■ TO-DO LIST ■
A - Do these statements agree with the open-source database excerpt? Answer yes or no for each and quote the deciding words. (i) The demo lets users query a dataset of 1.6 billion rows. (ii) The company already offers a managed cloud version of its product. (iii) Being open source lets the small team draw on a community of contributors.
B - Carry the open-source database excerpt forward with the next few sentences, starting after its final quotation from Hourcard.

■ TEXT EXCERPT ■

He adds that it’s also about high performance. “We recently released a demo that you can access from our website that enables you to query a super large datasets — 1.6 billion rows with sub-second queries, mostly, and that just illustrates how performant the software is,” he said.
He sees open source as a way to build adoption from the bottom up inside organizations, winning the hearts and minds of developers first, then moving deeper in the company when they eventually build a managed cloud version of the product. For now, being open source also helps them as a small team to have a community of contributors help build the database and add to its feature set.
“We’ve got this open source product that is free to use, and it’s pretty important for us to have such a distribution model because we can basically empower developers to solve their problems, and we can ask for contributions from various communities. […] And this is really a way to spur adoption,” Hourcard said.

■ SUPPLIED MATERIAL ■
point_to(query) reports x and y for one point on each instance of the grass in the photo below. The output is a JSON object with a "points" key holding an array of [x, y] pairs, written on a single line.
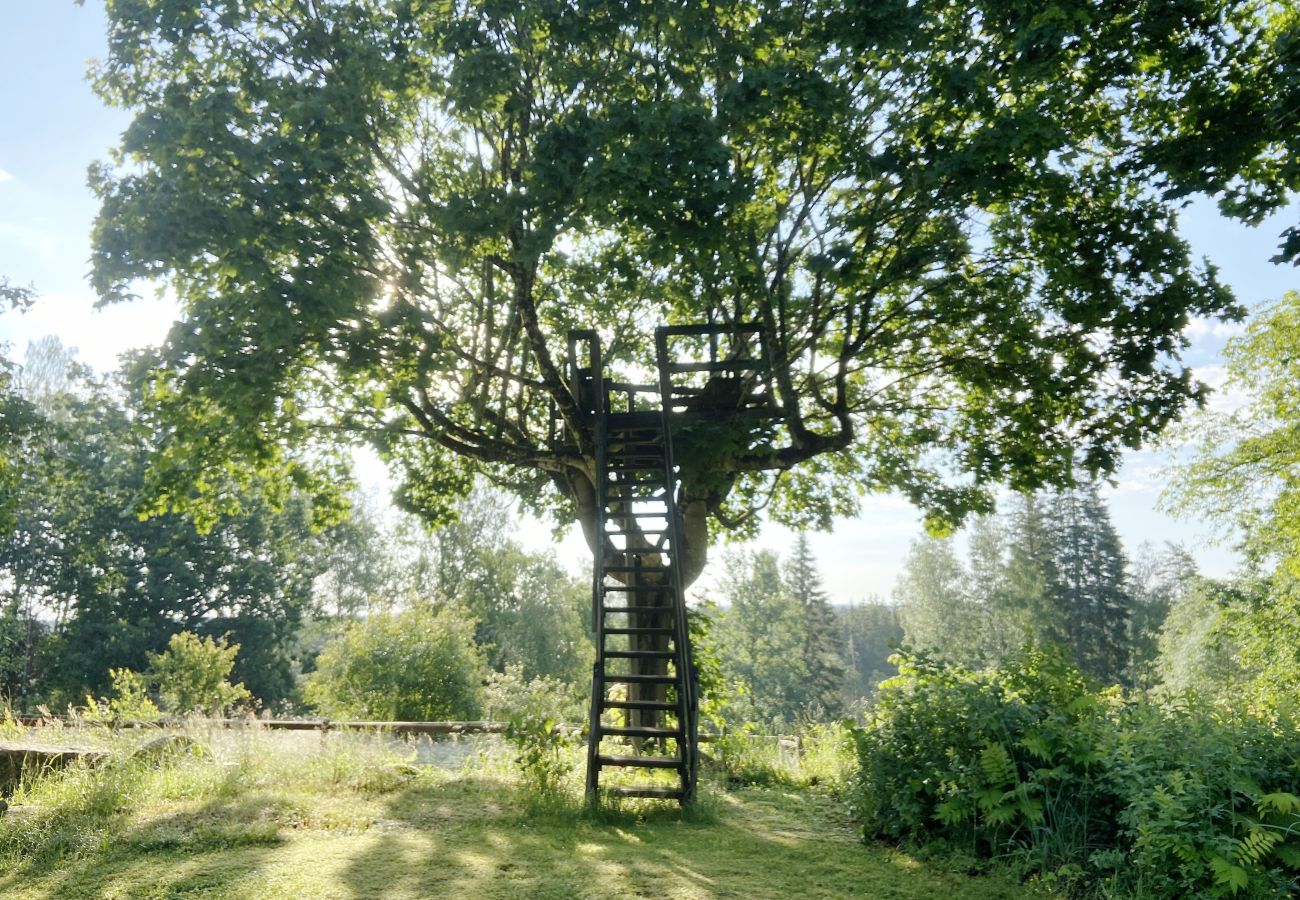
{"points": [[255, 814]]}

■ ANSWERS TO THE TASKS ■
A -
(i) Yes: "query a super large datasets — 1.6 billion rows with sub-second queries"
(ii) No: "when they eventually build a managed cloud version of the product"
(iii) Yes: "being open source also helps them as a small team to have a community of contributors help build the database"

B -
He says that working with YC has allowed them to talk to other companies in the ecosystem who have built similar open source-based startups and that’s been helpful, but it has also helped them learn to set and meet goals and have access to some of the biggest names in Silicon Valley, including Marc Andreessen, who delivered a talk to the cohort the same day we spoke.
Today the company has 7 employees including the three founders, spread out across the US, EU and South America. He sees this geographic diversity helping when it comes to building a diverse team in the future. “We definitely want to have more diverse backgrounds to make sure that we keep having a diverse team and we’re very strongly committed to that.”
For the short term, the company wants to continue building its community, working on continuing to improve the open source product, while working on the managed cloud product.